**ARAHAN TUGAS 1:** Suntinglah bagian kutipan tentang akhlak dari "Keutamaan Akhlak" sampai "Al-Jaami’ no. 2201.)" dengan mengganti "tempat duduknya" menjadi "kedudukannya", lalu tuliskan bagian itu kembali.
**ARAHAN TUGAS 2:** Dalam kutipan tentang akhlak, apa arti mutafaihiqun menurut jawaban Rasulullah ﷺ kepada para Sahabat?
**ARAHAN TUGAS 3:** Menurut kutipan tentang akhlak, mengapa orang yang paling mulia akhlaknya disebut paling dekat kedudukannya dengan Rasulullah ﷺ? Jelaskan dalam satu sampai tiga kalimat.
───── KUTIPAN DOKUMEN
Ketahuilah bahwa kebaikan akhlak adalah hal yang bisa mendekatkan diri kepada Allah ﷻ, dan manusia yang paling utama di hadapan Rasulullah ﷺ dan yang paling dekat kedudukannya dengan beliau adalah orang yang paling mulia akhlaknya, sebagaimana sabda beliau :
“Sesungguhnya orang yang paling aku cintai di antara kalian dan yang paling dekat kedudukannya denganku pada hari Kiamat adalah orang yang paling baik akhlaknya di antara kalian. Dan orang yang paling aku benci dan paling jauh kedudukannya dariku pada hari Kiamat adalah tsartsirun (orang yang banyak bicara), mutasyaddiqun (yang cerewet), dan al-mutafaihiqun.”
Para Sahabat bertanya,
“Wahai Rasulullah, kami telah mengetahui siapa itu tsartsirun dan mutasyaddiqun, lalu apakah mutafaihiqun itu?” Beliau menjawab, “Orang-orang yang sombong.” (HR. AtTirmidzi).
Keutamaan Akhlak
Akhlak adalah buah dari iman dan ilmu, dan akhlak memiliki keutamaan yang tinggi, diantaranya:
Dekat dengan Nabi ﷺ di Akhirat
إِنَّ مِنْ أَحَبِّكُمْ إِلَيَّ وَأَقْرَبِكُمْ مِنِّي مَجْلِسًا يَوْمَ القِيَامَةِ أَحَاسِنَكُمْ أَخْلَاقًا
“Sesungguhnya yang paling aku cintai di antara kalian dan paling dekat tempat duduknya denganku pada hari kiamat adalah mereka yang paling bagus akhlaknya di antara kalian.” (HR. Tirmidzi no. 1941. Dinilai hasan oleh Al-Albani dalam Shahih Al-Jaami’ no. 2201.)
Akhlak Mulia Penyebab Paling banyak Masuk Surga dan Akhlak Buruk Penyebab Masuk Neraka
Dari Abu Hurairah, ia berkata,
سُئِلَ رَسُولُ اللَّهِ -صلى الله عليه وسلم- عَنْ أَكْثَرِ مَا يُدْخِلُ النَّاسَ الْجَنَّةَ فَقَالَ « تَقْوَى اللَّهِ وَحُسْنُ الْخُلُقِ ». وَسُئِلَ عَنْ أَكْثَرِ مَا يُدْخِلُ النَّاسَ النَّارَ فَقَالَ « الْفَمُ وَالْفَرْجُ »
──────────
───── DATA YANG DISEDIAKAN
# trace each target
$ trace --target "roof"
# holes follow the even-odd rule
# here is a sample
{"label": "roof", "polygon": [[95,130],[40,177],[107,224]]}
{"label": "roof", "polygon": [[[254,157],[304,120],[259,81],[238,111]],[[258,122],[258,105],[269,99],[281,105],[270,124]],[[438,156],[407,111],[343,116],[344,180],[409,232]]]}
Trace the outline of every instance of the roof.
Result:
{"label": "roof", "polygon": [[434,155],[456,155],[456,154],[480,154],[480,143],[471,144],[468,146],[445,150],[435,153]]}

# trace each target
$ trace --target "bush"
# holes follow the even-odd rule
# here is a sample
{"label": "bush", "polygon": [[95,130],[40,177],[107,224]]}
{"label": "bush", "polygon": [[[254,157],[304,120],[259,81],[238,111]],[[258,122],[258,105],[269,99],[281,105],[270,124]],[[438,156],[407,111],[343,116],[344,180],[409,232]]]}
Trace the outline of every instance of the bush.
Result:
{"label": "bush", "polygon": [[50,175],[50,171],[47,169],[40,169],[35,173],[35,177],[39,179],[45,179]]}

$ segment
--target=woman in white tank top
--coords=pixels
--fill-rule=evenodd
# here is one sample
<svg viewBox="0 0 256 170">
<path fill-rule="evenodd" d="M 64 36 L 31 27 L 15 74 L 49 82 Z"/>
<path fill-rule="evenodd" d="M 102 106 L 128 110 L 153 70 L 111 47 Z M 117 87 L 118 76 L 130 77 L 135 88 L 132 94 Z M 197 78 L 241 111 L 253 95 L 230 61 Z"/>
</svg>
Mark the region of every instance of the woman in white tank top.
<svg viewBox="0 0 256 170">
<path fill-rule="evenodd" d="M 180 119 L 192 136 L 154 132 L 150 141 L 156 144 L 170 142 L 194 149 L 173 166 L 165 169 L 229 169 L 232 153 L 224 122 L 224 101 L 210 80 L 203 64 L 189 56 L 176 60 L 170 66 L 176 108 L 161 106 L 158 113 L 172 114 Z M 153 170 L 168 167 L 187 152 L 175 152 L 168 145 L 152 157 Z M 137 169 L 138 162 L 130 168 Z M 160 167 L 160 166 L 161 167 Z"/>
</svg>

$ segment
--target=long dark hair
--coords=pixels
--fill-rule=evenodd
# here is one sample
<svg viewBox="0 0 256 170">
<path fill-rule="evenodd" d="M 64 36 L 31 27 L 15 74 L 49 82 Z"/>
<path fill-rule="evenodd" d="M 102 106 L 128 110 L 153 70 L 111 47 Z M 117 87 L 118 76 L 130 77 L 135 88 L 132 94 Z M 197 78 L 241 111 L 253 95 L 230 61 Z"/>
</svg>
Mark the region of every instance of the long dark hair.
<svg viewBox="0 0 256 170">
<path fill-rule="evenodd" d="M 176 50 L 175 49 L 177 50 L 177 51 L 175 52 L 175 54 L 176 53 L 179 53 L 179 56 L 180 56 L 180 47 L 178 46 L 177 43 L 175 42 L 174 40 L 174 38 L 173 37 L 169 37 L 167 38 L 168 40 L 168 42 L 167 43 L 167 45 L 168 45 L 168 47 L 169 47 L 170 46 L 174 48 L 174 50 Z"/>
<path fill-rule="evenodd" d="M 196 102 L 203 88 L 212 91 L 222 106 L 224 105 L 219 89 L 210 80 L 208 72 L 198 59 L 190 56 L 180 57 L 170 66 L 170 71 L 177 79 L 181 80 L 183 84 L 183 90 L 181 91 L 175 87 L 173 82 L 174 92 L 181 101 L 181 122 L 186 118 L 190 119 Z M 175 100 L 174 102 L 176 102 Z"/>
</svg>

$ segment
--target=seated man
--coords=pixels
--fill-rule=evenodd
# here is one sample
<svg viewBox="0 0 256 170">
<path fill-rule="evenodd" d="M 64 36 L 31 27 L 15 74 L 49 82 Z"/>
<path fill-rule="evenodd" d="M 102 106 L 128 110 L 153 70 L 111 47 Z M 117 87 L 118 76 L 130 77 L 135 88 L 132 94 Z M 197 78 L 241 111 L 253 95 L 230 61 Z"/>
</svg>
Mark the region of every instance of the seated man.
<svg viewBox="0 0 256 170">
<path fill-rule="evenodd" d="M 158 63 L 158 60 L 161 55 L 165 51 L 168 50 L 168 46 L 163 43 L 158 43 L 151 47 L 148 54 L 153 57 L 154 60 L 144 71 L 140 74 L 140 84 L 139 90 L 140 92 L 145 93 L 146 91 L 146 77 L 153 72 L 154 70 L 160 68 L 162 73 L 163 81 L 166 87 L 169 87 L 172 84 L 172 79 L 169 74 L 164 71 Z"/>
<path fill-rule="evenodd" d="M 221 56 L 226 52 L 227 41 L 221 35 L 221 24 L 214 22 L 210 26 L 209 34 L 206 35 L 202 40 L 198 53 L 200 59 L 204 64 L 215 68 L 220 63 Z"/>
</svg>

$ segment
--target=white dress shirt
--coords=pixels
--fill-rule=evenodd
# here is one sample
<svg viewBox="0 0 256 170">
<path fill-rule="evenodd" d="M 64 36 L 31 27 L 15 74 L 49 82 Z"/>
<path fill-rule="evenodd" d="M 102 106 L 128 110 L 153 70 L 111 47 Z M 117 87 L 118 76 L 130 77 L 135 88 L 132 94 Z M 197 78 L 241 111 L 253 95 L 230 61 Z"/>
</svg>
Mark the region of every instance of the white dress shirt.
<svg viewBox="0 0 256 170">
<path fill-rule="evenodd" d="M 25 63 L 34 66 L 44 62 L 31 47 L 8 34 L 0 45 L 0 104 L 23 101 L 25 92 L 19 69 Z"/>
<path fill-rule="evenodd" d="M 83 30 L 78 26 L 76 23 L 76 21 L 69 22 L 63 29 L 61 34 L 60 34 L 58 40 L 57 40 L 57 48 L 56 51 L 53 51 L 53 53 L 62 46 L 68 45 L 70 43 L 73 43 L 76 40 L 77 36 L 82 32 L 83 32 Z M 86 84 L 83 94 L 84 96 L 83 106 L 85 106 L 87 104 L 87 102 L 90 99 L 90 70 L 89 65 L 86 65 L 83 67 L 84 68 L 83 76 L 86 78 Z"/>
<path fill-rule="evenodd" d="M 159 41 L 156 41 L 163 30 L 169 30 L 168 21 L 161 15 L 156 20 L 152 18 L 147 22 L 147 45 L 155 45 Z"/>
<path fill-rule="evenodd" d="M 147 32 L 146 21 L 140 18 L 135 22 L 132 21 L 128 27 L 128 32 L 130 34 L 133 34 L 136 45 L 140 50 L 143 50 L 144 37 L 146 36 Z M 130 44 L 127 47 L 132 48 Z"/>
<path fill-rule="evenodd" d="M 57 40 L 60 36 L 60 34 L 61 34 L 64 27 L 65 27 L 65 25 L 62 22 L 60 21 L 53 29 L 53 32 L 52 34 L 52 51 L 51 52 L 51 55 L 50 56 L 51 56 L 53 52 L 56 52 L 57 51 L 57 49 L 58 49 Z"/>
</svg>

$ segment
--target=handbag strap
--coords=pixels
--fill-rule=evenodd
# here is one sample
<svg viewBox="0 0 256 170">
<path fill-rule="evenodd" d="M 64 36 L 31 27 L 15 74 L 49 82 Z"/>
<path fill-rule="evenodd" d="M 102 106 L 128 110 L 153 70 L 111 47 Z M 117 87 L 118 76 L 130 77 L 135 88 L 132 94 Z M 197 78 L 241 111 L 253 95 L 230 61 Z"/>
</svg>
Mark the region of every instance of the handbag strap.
──────────
**JAWABAN YANG DIHARAPKAN 1:**
Keutamaan Akhlak
Akhlak adalah buah dari iman dan ilmu, dan akhlak memiliki keutamaan yang tinggi, diantaranya:
Dekat dengan Nabi ﷺ di Akhirat
إِنَّ مِنْ أَحَبِّكُمْ إِلَيَّ وَأَقْرَبِكُمْ مِنِّي مَجْلِسًا يَوْمَ القِيَامَةِ أَحَاسِنَكُمْ أَخْلَاقًا
“Sesungguhnya yang paling aku cintai di antara kalian dan paling dekat kedudukannya denganku pada hari kiamat adalah mereka yang paling bagus akhlaknya di antara kalian.” (HR. Tirmidzi no. 1941. Dinilai hasan oleh Al-Albani dalam Shahih Al-Jaami’ no. 2201.)

**JAWABAN YANG DIHARAPKAN 2:** Orang-orang yang sombong.

**JAWABAN YANG DIHARAPKAN 3:** Hal itu didasarkan pada sabda beliau bahwa orang yang paling beliau cintai dan paling dekat kedudukannya dengan beliau pada hari Kiamat adalah orang yang paling baik akhlaknya.